_AIM OF THE EXERCISE_
Make an exact copy of all the entries, but do not reproduce the pictures.

○ ○ ○ ○ ○

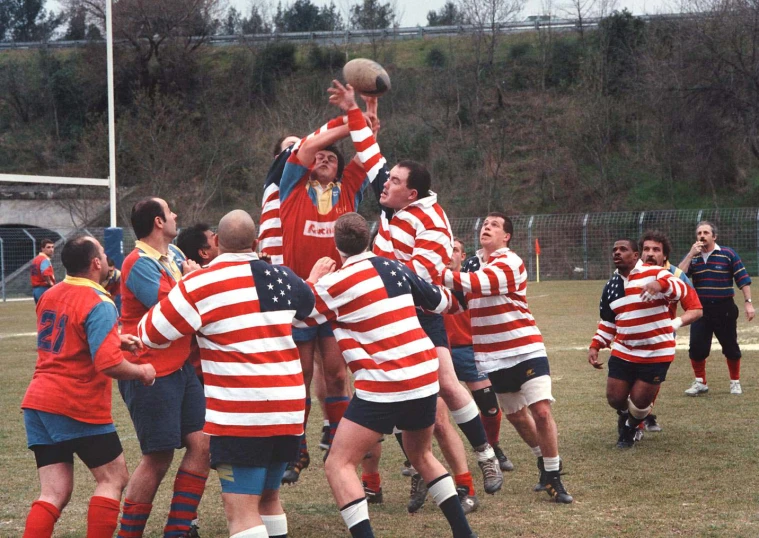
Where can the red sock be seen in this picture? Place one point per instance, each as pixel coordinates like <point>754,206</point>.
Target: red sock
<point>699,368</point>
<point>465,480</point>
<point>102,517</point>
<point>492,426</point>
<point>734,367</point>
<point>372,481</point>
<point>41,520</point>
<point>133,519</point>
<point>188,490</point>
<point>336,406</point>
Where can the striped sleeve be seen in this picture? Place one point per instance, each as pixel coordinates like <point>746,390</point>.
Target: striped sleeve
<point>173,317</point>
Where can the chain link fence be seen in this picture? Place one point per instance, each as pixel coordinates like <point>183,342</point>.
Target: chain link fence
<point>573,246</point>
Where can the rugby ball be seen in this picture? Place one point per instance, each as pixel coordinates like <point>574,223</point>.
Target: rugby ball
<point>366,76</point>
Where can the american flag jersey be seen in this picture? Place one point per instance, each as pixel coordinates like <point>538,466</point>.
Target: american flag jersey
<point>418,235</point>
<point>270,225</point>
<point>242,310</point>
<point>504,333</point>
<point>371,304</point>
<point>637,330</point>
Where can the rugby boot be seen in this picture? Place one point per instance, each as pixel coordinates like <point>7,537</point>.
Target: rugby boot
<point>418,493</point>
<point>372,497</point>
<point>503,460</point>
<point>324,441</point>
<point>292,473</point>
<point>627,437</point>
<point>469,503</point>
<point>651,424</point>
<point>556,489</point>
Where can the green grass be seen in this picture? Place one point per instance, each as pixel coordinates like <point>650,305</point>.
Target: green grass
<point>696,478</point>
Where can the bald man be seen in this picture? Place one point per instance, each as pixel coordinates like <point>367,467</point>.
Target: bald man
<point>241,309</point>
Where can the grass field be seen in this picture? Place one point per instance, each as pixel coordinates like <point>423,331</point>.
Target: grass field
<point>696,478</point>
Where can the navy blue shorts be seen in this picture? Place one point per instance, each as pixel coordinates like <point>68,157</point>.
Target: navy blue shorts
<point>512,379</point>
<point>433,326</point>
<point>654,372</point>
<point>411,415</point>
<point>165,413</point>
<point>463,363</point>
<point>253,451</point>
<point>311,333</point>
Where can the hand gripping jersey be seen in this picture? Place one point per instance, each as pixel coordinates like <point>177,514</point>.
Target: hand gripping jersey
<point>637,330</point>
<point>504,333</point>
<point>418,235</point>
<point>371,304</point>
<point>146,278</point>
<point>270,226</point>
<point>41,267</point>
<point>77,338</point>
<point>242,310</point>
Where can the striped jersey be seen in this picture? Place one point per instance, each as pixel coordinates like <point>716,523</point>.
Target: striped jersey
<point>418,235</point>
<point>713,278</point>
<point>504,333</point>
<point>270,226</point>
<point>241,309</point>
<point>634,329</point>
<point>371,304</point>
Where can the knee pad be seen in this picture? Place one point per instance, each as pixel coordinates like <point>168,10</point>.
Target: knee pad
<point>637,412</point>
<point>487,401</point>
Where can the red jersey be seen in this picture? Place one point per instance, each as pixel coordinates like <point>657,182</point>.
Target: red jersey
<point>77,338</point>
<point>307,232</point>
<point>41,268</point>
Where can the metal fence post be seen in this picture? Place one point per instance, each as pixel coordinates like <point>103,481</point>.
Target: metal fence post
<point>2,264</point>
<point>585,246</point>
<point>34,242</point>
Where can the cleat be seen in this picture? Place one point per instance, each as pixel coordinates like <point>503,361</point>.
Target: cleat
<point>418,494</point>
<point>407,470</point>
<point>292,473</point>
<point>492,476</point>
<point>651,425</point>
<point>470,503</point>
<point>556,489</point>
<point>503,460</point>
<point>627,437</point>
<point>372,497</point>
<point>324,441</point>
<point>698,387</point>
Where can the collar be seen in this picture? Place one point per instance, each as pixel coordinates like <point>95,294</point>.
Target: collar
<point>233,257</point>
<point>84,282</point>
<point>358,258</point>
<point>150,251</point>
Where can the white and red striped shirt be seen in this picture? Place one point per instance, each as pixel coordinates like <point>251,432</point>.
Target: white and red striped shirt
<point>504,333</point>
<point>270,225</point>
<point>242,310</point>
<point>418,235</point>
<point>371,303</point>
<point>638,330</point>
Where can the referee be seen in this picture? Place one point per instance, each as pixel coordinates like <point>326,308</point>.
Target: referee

○ ○ ○ ○ ○

_RESPONSE AREA_
Where can the red sock be seen in this picture? Place one point per instance, each as pixel coordinates like <point>754,206</point>.
Target: red sock
<point>699,368</point>
<point>465,480</point>
<point>102,517</point>
<point>492,426</point>
<point>734,367</point>
<point>372,481</point>
<point>41,520</point>
<point>133,519</point>
<point>188,490</point>
<point>336,406</point>
Where can the striped sleeve be seen in this picture? Place one point per instance, each as pixel coordinates like <point>746,390</point>.
Target: striped sleeve
<point>173,317</point>
Where can the chain link fence be seen in this picture? Place one point per instance, each as pixel coordinates like <point>183,342</point>.
Target: chain link fence
<point>573,246</point>
Where can the rugby ball be seen in this picture? Place one point per instance, each as pixel coordinates like <point>574,223</point>.
Target: rugby ball
<point>366,76</point>
Where can the american flag jersey be seen in this picture? Place one point per instance, each as pixel coordinates like <point>538,466</point>.
Target: american flag jersey
<point>418,235</point>
<point>270,225</point>
<point>242,310</point>
<point>504,333</point>
<point>371,304</point>
<point>637,330</point>
Where can the rugby boot be seen in this picture? Place one point per instance, each as pixel coordinates like <point>7,537</point>.
Target: rugby boot
<point>418,493</point>
<point>372,497</point>
<point>503,460</point>
<point>324,441</point>
<point>292,473</point>
<point>627,437</point>
<point>469,503</point>
<point>651,424</point>
<point>556,489</point>
Where can the green grass be seen in this picture? Place one point per instance, each as pixel coordinates like <point>650,305</point>.
Target: green grass
<point>696,478</point>
Where can the bald man be seen in this picture? Place one point per instance, each as pixel coordinates like <point>367,467</point>.
Target: bald man
<point>241,309</point>
Where can the grass field be seen in this picture? Place one point per instance, each as pixel coordinates like <point>423,331</point>.
Target: grass field
<point>696,478</point>
Where can the navy blue shorts be seen in this picture? Place one point per instance, each as pixel coordinates like <point>68,157</point>.
Target: navy blue shorts
<point>512,379</point>
<point>433,326</point>
<point>654,372</point>
<point>411,415</point>
<point>165,413</point>
<point>463,363</point>
<point>253,451</point>
<point>311,333</point>
Where can the hand gripping jersey be seen in this picture? Place one point per instance, each as pixel coordinates like <point>177,514</point>.
Target: hand gripping jersey
<point>637,330</point>
<point>504,333</point>
<point>418,235</point>
<point>371,304</point>
<point>146,278</point>
<point>270,226</point>
<point>41,267</point>
<point>77,338</point>
<point>242,310</point>
Where can the striped jersey be seen in this picture? Place one point per instance, each as pixel coordinates like <point>716,523</point>.
Target: striped jersey
<point>418,235</point>
<point>713,278</point>
<point>504,333</point>
<point>270,226</point>
<point>241,309</point>
<point>634,329</point>
<point>371,304</point>
Where can the knee pad be seen in this picture? Place one point per instance, each as pixel coordinates like <point>168,10</point>.
Target: knee pad
<point>637,412</point>
<point>487,401</point>
Where can the red jersey be seen in this picture? Place one point per instance, each as pixel coordinates like <point>657,182</point>.
Target: red jersey
<point>77,338</point>
<point>307,232</point>
<point>41,268</point>
Where can the metal fence post be seen in this picture? Place one point per instance, each as pixel coordinates like <point>103,481</point>.
Target: metal fence post
<point>2,264</point>
<point>585,246</point>
<point>34,242</point>
Where can the cleat be seen in this picture? Place one point per instance, each as pixel coordinates like <point>503,361</point>.
Target: cleat
<point>418,494</point>
<point>407,470</point>
<point>292,473</point>
<point>492,476</point>
<point>651,425</point>
<point>470,503</point>
<point>556,489</point>
<point>503,460</point>
<point>627,437</point>
<point>372,497</point>
<point>324,441</point>
<point>698,387</point>
Where can the collar be seen in this picture? Place one point per instance, each as pixel coordinates like <point>95,294</point>.
Target: collar
<point>233,257</point>
<point>84,282</point>
<point>358,258</point>
<point>150,251</point>
Where can the white and red striped shirt be seen in this picture? Place one point per instance, each as pixel coordinates like <point>251,432</point>.
Target: white and red striped shirt
<point>504,333</point>
<point>270,225</point>
<point>242,310</point>
<point>418,235</point>
<point>371,303</point>
<point>638,330</point>
Where can the referee be seen in this picture? Place one point per instance, each as pixel coordinates like <point>326,308</point>.
Target: referee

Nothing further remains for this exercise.